◆ **What is required**
Repeat the data exactly. Pictures stay out.

◆ **Exercise inputs**
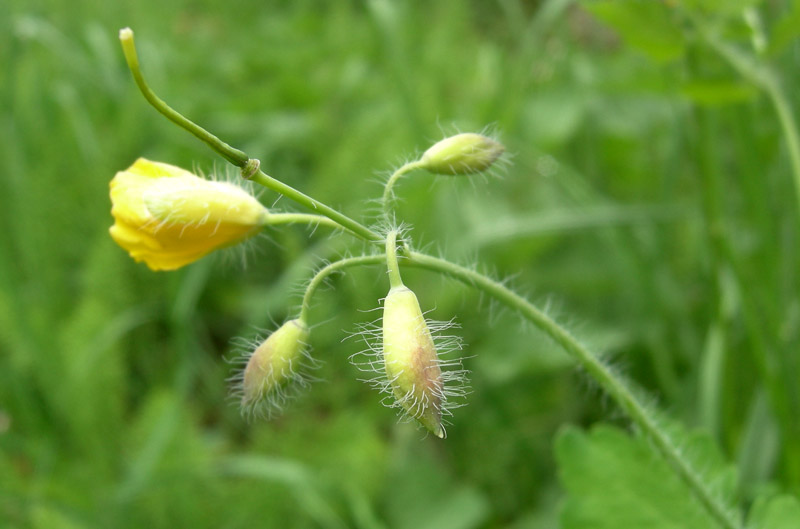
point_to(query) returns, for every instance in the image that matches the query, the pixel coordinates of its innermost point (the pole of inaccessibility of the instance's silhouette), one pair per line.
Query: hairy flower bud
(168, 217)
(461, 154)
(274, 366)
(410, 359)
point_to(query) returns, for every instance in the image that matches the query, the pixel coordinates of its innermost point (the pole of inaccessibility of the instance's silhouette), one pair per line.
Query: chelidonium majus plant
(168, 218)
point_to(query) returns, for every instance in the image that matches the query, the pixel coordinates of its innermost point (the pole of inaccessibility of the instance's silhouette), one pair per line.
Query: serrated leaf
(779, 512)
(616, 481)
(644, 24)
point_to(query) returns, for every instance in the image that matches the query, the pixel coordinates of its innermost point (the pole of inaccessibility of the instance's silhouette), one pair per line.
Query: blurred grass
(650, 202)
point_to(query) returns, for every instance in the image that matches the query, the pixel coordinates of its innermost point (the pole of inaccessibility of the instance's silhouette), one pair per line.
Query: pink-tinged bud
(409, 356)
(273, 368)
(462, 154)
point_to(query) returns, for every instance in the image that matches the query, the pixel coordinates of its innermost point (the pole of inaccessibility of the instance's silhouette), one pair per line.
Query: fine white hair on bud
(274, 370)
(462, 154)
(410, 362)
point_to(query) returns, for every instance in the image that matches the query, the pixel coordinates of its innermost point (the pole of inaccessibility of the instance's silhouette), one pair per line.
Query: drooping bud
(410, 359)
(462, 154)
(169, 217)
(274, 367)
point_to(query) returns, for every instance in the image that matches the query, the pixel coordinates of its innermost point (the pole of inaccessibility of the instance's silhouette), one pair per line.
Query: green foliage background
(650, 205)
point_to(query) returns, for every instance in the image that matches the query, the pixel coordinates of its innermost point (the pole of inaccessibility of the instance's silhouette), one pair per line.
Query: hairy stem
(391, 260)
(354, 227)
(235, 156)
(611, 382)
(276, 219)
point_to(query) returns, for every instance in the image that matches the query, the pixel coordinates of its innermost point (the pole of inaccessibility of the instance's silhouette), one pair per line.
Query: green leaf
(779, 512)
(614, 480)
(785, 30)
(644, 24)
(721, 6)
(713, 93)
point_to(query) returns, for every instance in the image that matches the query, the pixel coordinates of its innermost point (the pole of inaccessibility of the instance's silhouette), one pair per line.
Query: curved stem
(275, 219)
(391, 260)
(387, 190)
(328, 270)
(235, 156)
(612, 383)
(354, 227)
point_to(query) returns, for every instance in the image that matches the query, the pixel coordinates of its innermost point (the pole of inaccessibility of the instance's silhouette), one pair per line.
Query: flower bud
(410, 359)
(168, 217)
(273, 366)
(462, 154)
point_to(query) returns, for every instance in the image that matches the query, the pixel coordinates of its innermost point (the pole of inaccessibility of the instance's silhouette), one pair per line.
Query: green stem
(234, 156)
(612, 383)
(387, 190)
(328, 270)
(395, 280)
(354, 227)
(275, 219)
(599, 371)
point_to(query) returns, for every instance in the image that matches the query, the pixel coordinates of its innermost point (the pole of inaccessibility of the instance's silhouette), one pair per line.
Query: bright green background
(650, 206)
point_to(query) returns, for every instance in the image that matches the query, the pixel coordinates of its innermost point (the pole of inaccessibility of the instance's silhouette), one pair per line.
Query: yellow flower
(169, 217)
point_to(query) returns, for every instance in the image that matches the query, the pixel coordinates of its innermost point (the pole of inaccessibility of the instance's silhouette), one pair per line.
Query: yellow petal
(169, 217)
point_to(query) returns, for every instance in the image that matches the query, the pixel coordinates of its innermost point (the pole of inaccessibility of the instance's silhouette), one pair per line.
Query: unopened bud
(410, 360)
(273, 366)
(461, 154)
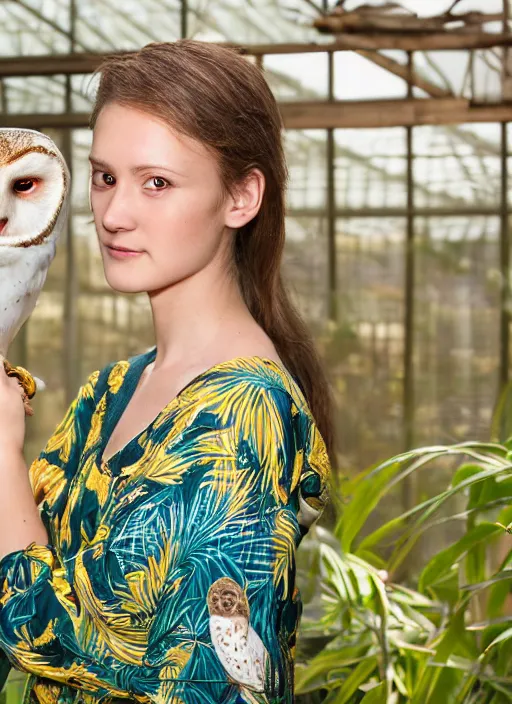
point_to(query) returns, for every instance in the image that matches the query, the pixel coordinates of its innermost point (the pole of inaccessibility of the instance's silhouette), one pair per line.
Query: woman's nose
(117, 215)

◆ **Exercise answer**
point_to(query) returns, for every instance in the image that matches the query, the pixel coordinates of its innermost point (the pole of inaccessibility of the instance's silhouette), one pair per line.
Query: hairy flower bud
(168, 217)
(461, 154)
(274, 366)
(410, 359)
point_to(query) returns, for every instance in the image that matches the query, the pixel coordinates of its innermost point (the pole of inaccessibility of the instance's silhouette), one pair per line.
Query: chelidonium majus plant
(168, 218)
point_to(query) returns, for every instance in the image that matches the query, the pixel coordinates of its innermost point (the pole of inaccessibility of the instance's silhouette), one pair per line.
Query: serrated leaf
(779, 512)
(616, 481)
(644, 24)
point_to(query) returns, for every instance in the image that matches the query, the pixel coordinates of its innermost point (the pole of inaccessibility of the instance's silhouette), one pair per line.
Query: blurred grass
(650, 202)
point_to(query) returns, for every instance in the image that matches the query, the pixel coordinates of its innermost point (the pole of inaccessibility of the instance's silhouette), one pair per line.
Query: pink-tinged bud
(409, 356)
(273, 368)
(462, 154)
point_to(query) returns, for every instance in the image that matches the query, the pixel coordinates of its innermost point (the pole of inaccessibility of the instance's silhouette), one pair per line.
Query: fine white hair on bud
(274, 370)
(462, 154)
(410, 362)
point_to(query) returns, for every instance in the image that matches the query, the pixel coordinates of its innermost point (the pole of inaccessibility of the instance's silhouette), one pair per line.
Query: drooping bud
(410, 359)
(462, 154)
(169, 217)
(274, 367)
point_to(query) returns, for every instance in the image that matches the query, the pixel coordinates of its innermost point (the pole of inaccessibility of the instance's silhouette), one pair per line.
Query: green foliage background
(650, 205)
point_to(query) returns, for every instance in the image that matches the query, the pixel coordinates of its innermost point (the pole of inaccessibility of the instance's silhouette), one pair per line.
Query: hairy stem
(391, 260)
(354, 227)
(235, 156)
(611, 382)
(276, 219)
point_to(query) returns, for every instance in the image that matches the query, the pixel coordinates of its innermost point (the pole of inaccessibility of the instance's silhouette), one pair per line.
Query: green leaf
(779, 512)
(614, 480)
(785, 30)
(644, 24)
(721, 6)
(713, 93)
point_to(query) returns, for every instance in the image that matches the query, the pixel coordinates of its innermost point (the pole of inaccessibility of the instance's silhouette), one pair per line.
Query: curved stem
(275, 219)
(391, 260)
(387, 190)
(328, 270)
(235, 156)
(612, 383)
(354, 227)
point_to(query) returns, for every instance in the image that matches the query, the pixel coordinates of its innermost point (the pole of inaccessibility of the instance's silhouette), one pair per line.
Query: flower bud
(410, 359)
(168, 217)
(273, 366)
(462, 154)
point_to(query) returns, for every instance in the image that matches the query, the pixel coordinates of its innermost point (the pole of inaccessibility of the instance's silhouette), one pair per line.
Query: green stem
(234, 156)
(612, 383)
(387, 190)
(328, 270)
(395, 280)
(354, 227)
(275, 219)
(599, 371)
point_to(query) returns, for every instance in the image that matches the query, the pixel coordinates of its innermost point (the pole of inaccessibility of the instance's silhouette), one pair per line.
Query: bright green background
(650, 206)
point_to(query) returns, for every instance in the image that matches the query, the pixel coordinates of its innermost point (the pole of inaccessibility of the instance's silhouette), one pair per line.
Query: yellow flower
(169, 217)
point_to(query) returns, for every instance in the image that matches the query, the pixel coordinates of its innermost point (the pole of inaccessibility of the instance's silhouette), one pair per line.
Query: yellow petal
(169, 217)
point_to(query) returns, for every instance in the image that matches the query, the pixel coordinates of its innermost point (the pole of inaccessibility of the instance's silhouette), one pair per line.
Query: unopened bud
(410, 360)
(273, 366)
(461, 154)
point_to(query) returns, for every instance in the image that matches the query, the pixel coordinates of its innermost point (the pole of inaccessibility of the instance's silhouette), one pair per line.
Query: woman's nose
(117, 215)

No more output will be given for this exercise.